Work request:
Reproduce word for word the part of the passage on Japan's energy future after Fukushima that starts at "Especially surrounding the" and stops after "active opposition party.".

Text for analysis:
****

'A little knowledge is a dangerous thing.' And to know everything is impossible. How to find the truth, the bare objective facts gets harder every second in almost every area as new stats or discoveries are published.
Especially surrounding the secretive world of the
Fukushima clean up and Japan's path toward alternative renewable energy
sources. There is a massive amount of confusing data and political
discrepancy about what is being planned longterm for energy
infrastructure. There is no smart-grid reference, no clearly defined
govt endorsed policy or map forward and we are left with all the big
name industrial companies proposing agendas with diff priorities and
timelines. It is so confusing.
Recently I learned that one of the
leaders in our town for the promotion of wind energy was receiving
threatening phone calls from citizens directly opposed to the expansion
of the wind turbine program. It was just one of many incidents that have
shown that the seeming solidarity of the anti nuke force has an equally
solid and active opposition party.

****

Provided data:
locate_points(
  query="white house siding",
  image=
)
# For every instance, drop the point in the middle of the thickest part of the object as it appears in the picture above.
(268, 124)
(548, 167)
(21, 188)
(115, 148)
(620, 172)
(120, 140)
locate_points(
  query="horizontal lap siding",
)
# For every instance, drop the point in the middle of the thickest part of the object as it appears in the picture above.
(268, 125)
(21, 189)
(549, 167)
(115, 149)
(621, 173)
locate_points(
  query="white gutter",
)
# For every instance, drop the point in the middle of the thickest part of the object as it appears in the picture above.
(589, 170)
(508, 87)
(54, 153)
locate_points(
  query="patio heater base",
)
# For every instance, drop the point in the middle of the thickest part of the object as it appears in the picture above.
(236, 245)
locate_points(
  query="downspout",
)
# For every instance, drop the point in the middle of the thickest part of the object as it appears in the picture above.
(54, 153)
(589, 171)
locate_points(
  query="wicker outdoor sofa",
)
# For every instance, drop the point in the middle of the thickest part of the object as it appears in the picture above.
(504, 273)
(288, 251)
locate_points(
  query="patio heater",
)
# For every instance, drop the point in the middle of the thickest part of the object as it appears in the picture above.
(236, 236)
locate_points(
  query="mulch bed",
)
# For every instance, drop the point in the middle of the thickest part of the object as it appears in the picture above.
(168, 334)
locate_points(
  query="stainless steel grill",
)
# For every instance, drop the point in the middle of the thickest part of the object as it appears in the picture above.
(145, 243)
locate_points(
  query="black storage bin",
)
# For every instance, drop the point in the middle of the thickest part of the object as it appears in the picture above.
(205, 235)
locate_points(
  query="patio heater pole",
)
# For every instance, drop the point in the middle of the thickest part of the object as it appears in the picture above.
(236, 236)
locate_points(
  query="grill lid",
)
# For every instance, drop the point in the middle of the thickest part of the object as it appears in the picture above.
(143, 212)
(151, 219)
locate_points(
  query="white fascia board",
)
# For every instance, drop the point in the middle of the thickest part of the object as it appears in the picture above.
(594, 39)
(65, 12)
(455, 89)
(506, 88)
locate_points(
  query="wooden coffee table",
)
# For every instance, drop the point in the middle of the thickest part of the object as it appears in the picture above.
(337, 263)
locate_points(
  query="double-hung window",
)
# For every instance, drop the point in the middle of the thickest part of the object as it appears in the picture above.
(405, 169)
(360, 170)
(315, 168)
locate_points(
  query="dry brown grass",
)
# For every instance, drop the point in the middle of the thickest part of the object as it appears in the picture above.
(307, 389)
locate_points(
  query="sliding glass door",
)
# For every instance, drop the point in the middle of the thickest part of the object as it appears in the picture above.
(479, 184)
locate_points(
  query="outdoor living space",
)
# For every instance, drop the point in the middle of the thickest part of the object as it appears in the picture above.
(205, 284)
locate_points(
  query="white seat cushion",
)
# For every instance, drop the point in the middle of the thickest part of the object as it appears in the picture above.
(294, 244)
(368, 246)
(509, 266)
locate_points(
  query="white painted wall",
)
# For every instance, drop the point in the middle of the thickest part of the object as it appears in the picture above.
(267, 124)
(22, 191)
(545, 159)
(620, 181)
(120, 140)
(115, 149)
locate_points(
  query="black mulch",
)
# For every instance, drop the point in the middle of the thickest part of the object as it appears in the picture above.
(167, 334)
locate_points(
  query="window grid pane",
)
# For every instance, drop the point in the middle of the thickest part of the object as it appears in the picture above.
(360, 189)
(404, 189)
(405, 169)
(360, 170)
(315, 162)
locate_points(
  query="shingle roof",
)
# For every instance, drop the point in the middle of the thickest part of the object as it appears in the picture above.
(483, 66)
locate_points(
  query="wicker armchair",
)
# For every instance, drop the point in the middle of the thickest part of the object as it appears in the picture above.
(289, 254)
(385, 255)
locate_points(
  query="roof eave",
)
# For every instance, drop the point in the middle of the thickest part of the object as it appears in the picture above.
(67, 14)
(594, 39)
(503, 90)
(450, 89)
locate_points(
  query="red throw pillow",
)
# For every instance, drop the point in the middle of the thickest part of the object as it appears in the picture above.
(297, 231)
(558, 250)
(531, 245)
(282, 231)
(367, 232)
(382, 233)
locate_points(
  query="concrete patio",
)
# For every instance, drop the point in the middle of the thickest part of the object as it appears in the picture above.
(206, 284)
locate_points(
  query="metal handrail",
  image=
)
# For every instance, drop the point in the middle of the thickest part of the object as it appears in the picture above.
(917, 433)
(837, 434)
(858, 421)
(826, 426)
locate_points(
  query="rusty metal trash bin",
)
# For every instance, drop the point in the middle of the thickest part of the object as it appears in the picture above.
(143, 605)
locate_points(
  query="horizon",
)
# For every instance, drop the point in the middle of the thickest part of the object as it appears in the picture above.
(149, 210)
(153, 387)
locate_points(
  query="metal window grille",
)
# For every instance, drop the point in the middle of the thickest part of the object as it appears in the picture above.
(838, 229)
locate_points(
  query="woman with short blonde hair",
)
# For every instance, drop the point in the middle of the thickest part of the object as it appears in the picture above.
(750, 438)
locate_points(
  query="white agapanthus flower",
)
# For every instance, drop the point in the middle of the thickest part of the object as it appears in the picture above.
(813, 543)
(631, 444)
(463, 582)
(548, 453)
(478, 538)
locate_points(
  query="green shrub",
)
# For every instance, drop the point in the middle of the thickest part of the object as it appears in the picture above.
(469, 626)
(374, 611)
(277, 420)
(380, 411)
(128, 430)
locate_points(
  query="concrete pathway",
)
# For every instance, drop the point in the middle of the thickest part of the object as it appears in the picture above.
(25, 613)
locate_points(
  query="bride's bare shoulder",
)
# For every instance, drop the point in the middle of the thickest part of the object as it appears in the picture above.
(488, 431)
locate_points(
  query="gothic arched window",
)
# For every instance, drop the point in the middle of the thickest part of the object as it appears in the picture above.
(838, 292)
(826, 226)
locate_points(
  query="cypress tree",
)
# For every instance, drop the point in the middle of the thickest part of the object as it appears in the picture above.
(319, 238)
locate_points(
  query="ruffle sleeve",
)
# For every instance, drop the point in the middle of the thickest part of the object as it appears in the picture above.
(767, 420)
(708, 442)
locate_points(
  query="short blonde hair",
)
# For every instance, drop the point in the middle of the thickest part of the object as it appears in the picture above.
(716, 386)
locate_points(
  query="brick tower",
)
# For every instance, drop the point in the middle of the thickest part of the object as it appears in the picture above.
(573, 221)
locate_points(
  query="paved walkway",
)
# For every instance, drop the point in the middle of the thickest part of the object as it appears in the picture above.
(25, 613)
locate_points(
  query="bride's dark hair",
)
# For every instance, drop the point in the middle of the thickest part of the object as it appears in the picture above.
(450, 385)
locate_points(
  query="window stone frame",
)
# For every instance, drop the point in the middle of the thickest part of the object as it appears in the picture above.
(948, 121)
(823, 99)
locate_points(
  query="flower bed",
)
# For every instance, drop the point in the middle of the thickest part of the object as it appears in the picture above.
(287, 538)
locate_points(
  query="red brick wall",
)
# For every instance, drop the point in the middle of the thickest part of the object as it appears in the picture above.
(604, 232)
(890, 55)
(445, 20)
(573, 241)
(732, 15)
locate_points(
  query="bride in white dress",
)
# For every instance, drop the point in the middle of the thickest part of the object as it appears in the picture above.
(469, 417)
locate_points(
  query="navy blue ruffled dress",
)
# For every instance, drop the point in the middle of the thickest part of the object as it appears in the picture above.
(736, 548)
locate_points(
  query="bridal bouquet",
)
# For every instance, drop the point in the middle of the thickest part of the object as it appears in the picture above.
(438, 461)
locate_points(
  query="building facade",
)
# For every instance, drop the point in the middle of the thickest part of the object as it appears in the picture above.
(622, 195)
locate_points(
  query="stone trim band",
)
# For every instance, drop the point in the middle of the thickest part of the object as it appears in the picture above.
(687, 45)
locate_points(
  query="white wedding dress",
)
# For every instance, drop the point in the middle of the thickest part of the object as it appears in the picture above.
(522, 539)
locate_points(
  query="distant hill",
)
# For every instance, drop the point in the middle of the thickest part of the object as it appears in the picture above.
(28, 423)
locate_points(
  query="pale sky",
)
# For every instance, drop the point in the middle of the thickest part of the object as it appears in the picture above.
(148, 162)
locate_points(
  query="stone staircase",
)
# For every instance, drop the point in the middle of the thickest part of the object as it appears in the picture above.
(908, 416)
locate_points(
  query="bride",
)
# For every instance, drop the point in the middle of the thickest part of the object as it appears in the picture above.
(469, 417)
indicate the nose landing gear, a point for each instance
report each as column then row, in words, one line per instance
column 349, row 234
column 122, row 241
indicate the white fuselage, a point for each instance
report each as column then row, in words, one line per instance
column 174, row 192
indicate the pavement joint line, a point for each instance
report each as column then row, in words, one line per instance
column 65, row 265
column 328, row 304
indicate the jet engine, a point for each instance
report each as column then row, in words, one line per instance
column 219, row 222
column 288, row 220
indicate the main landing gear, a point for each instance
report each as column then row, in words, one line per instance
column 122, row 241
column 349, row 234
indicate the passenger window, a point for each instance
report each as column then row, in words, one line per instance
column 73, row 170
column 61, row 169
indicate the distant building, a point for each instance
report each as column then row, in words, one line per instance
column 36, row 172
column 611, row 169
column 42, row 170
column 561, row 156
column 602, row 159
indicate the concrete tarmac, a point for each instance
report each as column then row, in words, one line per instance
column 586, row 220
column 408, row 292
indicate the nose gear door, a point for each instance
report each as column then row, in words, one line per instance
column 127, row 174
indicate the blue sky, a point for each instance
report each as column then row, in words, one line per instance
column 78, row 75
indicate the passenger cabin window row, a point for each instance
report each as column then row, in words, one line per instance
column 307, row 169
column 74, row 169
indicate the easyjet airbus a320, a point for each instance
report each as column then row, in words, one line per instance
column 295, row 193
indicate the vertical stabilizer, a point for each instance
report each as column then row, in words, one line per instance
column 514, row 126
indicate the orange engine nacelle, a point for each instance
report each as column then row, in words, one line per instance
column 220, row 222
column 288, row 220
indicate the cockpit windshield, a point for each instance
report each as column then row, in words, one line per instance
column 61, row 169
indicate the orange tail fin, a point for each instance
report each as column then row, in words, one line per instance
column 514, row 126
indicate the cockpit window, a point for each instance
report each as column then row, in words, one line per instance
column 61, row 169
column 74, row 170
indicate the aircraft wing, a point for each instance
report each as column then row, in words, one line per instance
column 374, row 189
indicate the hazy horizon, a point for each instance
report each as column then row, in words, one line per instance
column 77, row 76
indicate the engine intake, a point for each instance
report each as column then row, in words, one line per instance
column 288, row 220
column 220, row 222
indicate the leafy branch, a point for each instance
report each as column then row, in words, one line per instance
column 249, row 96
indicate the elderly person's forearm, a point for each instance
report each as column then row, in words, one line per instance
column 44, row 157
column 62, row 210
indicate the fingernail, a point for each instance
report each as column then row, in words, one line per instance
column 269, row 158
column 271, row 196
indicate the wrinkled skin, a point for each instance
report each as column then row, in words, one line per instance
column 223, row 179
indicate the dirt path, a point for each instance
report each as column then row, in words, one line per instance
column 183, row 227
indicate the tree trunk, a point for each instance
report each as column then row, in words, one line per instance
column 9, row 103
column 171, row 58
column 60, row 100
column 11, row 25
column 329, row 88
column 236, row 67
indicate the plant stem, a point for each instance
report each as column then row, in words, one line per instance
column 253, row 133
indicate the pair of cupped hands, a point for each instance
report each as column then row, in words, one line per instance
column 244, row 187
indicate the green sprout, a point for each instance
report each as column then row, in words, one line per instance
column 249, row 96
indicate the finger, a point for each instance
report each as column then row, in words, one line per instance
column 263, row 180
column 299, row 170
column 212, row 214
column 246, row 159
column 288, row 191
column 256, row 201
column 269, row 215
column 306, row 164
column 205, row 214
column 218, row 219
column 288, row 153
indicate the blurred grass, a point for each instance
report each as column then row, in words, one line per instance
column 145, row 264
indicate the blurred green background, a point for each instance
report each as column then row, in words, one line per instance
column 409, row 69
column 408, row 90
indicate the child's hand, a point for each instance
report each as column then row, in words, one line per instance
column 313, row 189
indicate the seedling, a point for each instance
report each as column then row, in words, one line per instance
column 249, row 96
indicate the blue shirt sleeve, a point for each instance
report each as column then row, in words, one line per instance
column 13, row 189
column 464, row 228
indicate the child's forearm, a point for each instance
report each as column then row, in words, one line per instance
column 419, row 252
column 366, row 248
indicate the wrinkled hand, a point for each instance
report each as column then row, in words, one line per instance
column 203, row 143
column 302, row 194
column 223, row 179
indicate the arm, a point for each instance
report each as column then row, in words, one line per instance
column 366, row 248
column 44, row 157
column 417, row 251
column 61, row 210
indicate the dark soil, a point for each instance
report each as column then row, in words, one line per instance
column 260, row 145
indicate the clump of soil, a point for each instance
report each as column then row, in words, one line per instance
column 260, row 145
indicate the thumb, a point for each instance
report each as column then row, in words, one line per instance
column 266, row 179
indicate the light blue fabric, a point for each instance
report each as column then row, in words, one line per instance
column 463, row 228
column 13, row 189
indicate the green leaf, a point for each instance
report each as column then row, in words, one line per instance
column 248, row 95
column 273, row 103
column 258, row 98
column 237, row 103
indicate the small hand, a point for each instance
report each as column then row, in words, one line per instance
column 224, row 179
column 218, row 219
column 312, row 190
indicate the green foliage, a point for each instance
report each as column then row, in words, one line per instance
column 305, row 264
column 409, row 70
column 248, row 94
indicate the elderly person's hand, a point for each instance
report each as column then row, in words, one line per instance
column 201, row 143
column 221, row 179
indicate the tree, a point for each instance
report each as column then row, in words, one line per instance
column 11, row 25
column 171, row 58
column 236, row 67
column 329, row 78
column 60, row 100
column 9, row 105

****

Written solution:
Especially surrounding the secretive world of the
Fukushima clean up and Japan's path toward alternative renewable energy
sources. There is a massive amount of confusing data and political
discrepancy about what is being planned longterm for energy
infrastructure. There is no smart-grid reference, no clearly defined
govt endorsed policy or map forward and we are left with all the big
name industrial companies proposing agendas with diff priorities and
timelines. It is so confusing.
Recently I learned that one of the
leaders in our town for the promotion of wind energy was receiving
threatening phone calls from citizens directly opposed to the expansion
of the wind turbine program. It was just one of many incidents that have
shown that the seeming solidarity of the anti nuke force has an equally
solid and active opposition party.